Record set:
◆ ◆ ◆ ◆ ◆

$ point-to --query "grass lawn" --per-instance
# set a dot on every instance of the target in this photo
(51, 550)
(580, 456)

◆ ◆ ◆ ◆ ◆

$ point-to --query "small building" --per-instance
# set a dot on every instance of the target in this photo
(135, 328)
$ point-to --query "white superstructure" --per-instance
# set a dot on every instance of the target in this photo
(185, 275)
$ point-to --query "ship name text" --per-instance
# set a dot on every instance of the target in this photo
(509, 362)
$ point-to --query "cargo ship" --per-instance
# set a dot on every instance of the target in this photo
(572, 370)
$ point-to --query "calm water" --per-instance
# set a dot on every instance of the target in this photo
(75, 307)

◆ ◆ ◆ ◆ ◆

Short exercise: Can you gather every line of the data above that contains the string "point"? Treat uppercase and lowercase as distinct.

Output of the task:
$ point-to --query "grass lawn" --per-instance
$ point-to --query "small building" --per-instance
$ point-to --query "white superstructure" --per-instance
$ point-to --query "ship name text" --per-instance
$ point-to --query "cargo ship" --per-instance
$ point-to --query "calm water" --per-instance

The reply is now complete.